**The problem**
Precisely the lines from the one with "Can you see the cheek?" through the end of the data, both included, must make up the response, each restated word for word.

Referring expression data
:::::
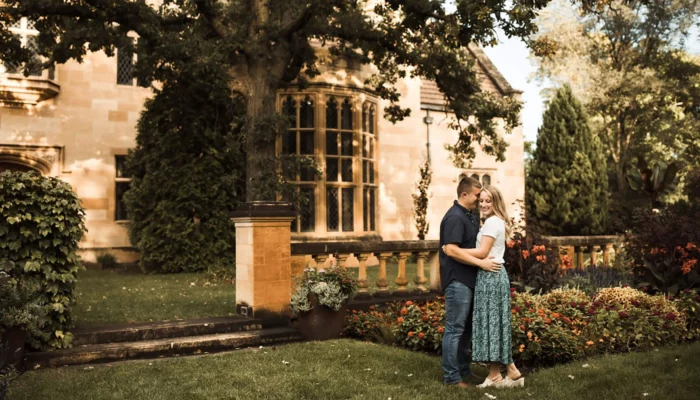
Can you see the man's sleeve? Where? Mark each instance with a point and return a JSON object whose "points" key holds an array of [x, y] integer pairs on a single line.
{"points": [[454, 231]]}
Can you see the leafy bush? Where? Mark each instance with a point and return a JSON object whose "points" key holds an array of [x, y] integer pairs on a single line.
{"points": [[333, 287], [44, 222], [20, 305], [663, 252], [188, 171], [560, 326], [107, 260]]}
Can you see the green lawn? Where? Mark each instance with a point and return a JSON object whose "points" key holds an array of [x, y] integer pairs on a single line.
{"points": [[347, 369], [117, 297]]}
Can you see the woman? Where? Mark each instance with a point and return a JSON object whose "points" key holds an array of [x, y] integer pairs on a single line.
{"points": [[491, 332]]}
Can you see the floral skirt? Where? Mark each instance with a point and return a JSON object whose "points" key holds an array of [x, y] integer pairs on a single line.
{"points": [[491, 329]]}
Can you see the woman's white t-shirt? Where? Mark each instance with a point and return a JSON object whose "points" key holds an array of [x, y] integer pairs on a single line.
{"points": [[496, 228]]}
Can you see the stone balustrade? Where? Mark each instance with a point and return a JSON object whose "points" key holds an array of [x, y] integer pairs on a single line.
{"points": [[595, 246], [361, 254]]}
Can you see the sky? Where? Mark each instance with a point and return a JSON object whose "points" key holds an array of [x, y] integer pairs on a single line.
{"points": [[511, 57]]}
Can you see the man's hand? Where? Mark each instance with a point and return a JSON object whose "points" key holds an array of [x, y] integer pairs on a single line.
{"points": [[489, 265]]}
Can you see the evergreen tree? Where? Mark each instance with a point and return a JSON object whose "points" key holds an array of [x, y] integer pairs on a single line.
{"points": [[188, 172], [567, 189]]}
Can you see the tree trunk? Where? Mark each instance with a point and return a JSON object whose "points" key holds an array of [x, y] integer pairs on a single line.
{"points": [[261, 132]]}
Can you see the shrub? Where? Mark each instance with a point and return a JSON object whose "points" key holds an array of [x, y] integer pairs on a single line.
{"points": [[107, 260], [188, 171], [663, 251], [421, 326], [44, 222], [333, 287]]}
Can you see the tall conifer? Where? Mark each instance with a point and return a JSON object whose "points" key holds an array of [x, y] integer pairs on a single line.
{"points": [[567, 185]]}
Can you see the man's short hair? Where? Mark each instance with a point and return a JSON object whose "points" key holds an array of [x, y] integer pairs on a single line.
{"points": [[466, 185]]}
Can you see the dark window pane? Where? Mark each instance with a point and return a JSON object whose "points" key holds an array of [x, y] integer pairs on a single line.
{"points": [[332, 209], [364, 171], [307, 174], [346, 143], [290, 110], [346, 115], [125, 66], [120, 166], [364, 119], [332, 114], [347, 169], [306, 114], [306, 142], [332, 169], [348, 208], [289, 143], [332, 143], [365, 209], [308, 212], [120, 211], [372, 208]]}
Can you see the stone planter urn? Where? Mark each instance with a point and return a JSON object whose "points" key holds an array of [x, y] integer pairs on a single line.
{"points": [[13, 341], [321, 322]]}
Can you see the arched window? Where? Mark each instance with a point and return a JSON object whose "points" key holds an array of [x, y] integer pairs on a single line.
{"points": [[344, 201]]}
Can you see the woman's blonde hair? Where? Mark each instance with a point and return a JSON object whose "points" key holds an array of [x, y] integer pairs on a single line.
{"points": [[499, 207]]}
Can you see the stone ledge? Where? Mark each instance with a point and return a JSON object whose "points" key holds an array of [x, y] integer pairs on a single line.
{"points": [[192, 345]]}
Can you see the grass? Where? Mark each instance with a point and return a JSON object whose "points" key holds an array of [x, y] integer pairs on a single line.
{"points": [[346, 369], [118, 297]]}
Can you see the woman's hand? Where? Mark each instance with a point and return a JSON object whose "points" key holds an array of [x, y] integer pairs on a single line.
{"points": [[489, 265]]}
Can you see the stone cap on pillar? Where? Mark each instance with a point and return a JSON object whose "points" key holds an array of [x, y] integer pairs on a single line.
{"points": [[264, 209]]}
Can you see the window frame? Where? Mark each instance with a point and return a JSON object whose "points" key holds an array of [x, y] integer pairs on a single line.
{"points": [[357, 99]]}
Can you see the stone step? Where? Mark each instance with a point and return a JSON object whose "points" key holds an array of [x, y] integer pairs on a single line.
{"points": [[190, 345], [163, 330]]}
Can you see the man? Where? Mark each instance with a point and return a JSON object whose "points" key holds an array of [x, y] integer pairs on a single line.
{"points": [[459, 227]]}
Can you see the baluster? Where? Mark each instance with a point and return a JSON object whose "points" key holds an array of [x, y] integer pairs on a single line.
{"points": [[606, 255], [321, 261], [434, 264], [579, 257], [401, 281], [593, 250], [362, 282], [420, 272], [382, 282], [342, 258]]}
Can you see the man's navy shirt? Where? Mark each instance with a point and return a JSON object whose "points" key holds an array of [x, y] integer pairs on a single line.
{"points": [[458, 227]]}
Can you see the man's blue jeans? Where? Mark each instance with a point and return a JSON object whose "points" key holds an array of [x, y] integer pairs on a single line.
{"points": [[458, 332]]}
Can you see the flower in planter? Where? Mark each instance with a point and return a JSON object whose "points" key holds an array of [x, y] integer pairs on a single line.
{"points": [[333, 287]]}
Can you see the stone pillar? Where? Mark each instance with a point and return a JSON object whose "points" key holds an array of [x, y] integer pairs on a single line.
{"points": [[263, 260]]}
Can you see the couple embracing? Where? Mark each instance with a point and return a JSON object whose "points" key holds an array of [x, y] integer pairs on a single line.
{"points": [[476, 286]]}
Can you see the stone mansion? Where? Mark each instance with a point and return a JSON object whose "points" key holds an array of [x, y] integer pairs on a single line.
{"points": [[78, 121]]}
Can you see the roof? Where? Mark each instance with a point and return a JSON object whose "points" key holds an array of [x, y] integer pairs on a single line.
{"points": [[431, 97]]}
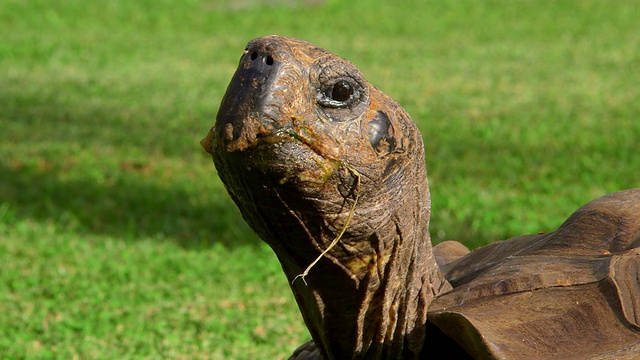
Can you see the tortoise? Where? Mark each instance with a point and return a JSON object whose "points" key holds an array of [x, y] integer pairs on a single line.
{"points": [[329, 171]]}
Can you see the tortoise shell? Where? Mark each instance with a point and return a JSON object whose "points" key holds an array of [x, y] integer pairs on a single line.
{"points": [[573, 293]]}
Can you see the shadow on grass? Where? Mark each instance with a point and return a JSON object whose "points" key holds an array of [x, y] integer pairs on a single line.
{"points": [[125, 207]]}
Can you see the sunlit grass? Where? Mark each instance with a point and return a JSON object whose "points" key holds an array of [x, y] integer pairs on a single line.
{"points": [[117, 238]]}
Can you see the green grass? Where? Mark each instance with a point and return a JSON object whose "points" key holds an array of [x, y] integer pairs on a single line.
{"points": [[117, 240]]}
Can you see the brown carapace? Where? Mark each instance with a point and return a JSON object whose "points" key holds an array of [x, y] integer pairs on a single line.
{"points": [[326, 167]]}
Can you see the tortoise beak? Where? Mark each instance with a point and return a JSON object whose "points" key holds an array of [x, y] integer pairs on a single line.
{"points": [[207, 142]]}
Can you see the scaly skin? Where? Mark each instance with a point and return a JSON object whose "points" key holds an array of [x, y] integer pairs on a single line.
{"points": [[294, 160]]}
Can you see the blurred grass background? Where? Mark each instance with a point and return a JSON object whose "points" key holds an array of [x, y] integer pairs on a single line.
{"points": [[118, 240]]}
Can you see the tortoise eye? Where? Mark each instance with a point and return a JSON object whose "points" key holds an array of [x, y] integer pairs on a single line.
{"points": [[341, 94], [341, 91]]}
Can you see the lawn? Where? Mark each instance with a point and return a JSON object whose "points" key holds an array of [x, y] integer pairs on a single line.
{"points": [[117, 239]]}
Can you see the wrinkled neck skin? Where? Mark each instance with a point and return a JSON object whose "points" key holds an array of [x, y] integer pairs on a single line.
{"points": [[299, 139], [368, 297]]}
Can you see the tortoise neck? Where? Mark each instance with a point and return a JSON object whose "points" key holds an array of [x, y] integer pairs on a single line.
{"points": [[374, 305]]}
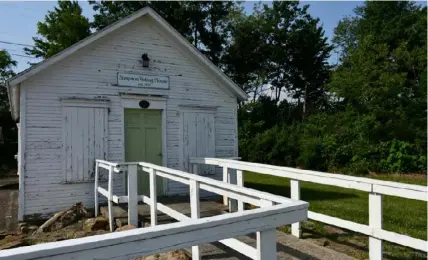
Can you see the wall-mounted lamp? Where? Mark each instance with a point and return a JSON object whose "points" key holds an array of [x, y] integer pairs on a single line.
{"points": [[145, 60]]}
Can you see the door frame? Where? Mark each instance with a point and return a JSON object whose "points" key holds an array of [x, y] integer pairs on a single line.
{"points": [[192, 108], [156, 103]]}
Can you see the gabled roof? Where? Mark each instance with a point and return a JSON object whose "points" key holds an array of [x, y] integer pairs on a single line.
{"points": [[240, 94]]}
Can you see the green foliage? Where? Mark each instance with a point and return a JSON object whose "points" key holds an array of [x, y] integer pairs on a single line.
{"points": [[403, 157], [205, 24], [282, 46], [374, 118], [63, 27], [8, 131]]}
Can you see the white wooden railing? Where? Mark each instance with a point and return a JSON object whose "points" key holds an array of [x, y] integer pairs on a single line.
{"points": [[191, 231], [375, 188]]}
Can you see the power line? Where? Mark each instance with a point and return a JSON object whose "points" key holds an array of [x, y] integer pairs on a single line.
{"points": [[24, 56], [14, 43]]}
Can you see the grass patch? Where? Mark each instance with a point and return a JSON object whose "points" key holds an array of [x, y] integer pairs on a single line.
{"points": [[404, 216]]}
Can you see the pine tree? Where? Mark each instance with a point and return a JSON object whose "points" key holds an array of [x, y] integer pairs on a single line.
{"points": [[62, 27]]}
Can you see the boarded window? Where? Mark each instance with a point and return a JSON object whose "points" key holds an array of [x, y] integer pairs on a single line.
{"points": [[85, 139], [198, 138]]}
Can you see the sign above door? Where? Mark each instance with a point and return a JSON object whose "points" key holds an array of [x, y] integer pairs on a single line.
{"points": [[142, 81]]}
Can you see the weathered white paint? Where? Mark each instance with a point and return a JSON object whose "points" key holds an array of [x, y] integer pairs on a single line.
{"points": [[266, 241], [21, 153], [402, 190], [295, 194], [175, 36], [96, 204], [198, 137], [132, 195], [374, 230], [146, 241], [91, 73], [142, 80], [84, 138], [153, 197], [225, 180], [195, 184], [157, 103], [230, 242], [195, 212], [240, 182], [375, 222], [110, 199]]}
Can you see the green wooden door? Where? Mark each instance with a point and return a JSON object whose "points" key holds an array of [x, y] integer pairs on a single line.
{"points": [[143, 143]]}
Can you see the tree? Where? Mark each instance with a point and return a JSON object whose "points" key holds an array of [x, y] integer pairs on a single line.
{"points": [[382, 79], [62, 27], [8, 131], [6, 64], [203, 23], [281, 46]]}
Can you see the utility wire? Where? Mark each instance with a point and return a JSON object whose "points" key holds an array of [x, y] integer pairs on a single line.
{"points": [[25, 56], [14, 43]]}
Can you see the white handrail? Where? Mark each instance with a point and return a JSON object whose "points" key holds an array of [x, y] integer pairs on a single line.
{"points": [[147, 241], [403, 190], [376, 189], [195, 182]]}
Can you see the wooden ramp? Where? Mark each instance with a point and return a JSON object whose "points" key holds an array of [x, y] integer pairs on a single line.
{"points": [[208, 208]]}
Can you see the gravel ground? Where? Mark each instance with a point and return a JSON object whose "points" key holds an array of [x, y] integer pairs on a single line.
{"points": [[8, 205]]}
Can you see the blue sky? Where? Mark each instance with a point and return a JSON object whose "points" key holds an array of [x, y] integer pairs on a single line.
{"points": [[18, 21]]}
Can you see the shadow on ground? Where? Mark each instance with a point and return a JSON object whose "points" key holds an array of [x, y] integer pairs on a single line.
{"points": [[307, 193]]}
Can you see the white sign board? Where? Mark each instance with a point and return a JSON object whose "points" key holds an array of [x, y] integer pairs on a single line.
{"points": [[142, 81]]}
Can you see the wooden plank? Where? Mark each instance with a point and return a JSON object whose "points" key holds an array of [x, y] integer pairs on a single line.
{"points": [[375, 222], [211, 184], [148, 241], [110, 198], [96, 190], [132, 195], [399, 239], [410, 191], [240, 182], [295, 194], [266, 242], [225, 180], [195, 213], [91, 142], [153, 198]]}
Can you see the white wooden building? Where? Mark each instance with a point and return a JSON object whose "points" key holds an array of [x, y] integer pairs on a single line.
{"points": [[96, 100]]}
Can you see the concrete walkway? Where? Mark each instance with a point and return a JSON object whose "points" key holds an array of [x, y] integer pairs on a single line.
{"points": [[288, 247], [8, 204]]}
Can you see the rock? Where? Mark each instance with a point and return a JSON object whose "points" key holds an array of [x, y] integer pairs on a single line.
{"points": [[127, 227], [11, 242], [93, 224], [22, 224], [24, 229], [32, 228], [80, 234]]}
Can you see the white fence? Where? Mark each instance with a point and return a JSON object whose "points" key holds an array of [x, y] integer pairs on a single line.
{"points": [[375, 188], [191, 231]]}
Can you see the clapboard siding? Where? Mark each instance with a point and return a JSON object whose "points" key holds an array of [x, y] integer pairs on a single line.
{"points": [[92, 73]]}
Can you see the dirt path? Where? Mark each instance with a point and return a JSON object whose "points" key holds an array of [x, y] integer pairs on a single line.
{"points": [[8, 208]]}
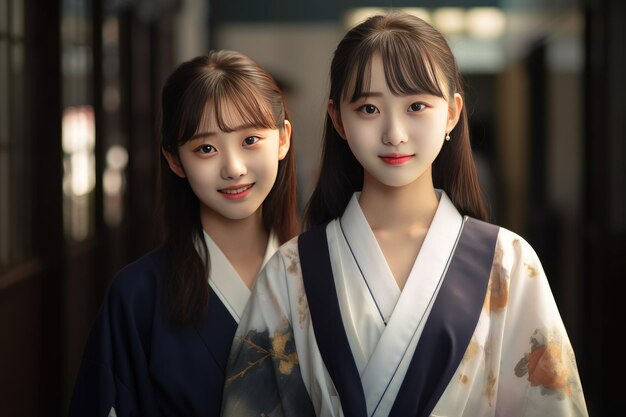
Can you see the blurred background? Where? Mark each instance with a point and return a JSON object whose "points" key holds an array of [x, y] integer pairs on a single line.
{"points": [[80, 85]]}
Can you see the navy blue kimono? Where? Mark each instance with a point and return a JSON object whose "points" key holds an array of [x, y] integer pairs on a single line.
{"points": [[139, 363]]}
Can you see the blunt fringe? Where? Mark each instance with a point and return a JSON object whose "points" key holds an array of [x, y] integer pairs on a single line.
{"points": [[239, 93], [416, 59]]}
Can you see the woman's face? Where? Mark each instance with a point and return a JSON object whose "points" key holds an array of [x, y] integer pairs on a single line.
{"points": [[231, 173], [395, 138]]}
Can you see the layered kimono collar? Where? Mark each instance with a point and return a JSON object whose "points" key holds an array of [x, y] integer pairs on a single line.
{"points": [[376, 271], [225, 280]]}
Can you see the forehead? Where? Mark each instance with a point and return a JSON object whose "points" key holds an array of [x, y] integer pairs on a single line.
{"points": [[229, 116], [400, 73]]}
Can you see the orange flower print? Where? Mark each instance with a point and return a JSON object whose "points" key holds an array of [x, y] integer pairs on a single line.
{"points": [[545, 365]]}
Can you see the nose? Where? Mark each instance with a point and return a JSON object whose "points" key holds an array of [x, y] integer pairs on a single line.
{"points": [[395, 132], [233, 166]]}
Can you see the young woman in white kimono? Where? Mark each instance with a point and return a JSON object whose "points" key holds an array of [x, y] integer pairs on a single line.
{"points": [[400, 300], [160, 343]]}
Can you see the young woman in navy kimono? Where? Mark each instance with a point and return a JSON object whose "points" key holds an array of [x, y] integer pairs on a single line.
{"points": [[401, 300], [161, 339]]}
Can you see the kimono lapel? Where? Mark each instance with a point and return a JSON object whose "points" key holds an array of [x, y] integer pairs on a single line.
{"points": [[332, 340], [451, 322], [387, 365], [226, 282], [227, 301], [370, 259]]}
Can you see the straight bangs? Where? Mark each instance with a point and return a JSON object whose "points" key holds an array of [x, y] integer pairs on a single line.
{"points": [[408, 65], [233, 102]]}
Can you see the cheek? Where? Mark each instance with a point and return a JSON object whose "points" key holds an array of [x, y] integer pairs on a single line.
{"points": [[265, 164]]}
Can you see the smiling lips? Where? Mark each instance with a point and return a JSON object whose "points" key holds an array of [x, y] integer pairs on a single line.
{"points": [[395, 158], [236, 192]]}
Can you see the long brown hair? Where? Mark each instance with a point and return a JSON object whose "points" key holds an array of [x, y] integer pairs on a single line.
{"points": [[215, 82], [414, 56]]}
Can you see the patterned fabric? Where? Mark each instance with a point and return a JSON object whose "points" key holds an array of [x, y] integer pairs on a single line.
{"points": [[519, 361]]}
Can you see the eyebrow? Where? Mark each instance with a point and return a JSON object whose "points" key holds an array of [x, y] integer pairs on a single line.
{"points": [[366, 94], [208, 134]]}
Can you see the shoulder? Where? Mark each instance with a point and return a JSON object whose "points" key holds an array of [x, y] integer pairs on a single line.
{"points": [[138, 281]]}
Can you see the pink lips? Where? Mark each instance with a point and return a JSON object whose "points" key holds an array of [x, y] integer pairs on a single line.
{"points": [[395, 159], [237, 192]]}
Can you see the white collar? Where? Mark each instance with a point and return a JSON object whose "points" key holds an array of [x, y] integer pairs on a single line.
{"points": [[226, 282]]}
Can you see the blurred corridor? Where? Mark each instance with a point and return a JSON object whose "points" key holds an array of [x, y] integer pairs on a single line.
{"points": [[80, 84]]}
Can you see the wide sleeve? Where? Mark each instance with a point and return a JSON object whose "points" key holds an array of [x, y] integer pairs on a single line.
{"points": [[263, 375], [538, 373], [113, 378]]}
:::::
**Exercise answer**
Can you see the cheek? Where? Mark each instance with a point and return a JSON object whose "points" key holds an array of [x, y] integer pairs on a single line.
{"points": [[265, 164]]}
Can you see the smiling lips? Where? Mark each instance with a point and return a JSON object whose "points" key holds an array of [x, y] integer pairs on a single line.
{"points": [[395, 158], [236, 192]]}
Can you see the long brown hair? Where? Mark each instance with a point and return a JSON object whose "points" key holds an array of [x, y] integer pairs on a single line.
{"points": [[215, 82], [414, 56]]}
Can you see the patterned fabric? Where? Mark each instance with a point and return a JSON object whose "points" key holds an array of [x, y] integer pairs on a single line.
{"points": [[519, 361]]}
Can you see the eyebrow? Where? Mark each instance with a point and return a JSON object whose "points" key holds an array of [x, y] integer pairs on a single line.
{"points": [[366, 94], [208, 134]]}
Can you see the shoulder? Where? Mark each instance with a point and return a JSON object whose "points" key holds an array of [x, y] integer pairs on a single line.
{"points": [[138, 281]]}
Can you see the pink lips? Where? Mark each instance with a point and return a JSON object whose "points" key holds an array of [x, y] integer pairs on a single line.
{"points": [[395, 159], [237, 192]]}
Can you see the white collar? Where? Mark each instance with a point and return a JSON object whose "points" key holds an array of [x, y] integer pairs on a single line.
{"points": [[226, 282]]}
Can you see the blurred corridor? Where? Mark each instance with a point and return a JSON object whose "points" key holds an array of [x, y] integer pairs on a single line.
{"points": [[80, 84]]}
Can you see the wide sleeve? Where? Mark each instance with a point and return a JSON object whose "points" key holds an array of [x, y] integer pairs on a single line.
{"points": [[263, 375], [538, 373], [113, 378]]}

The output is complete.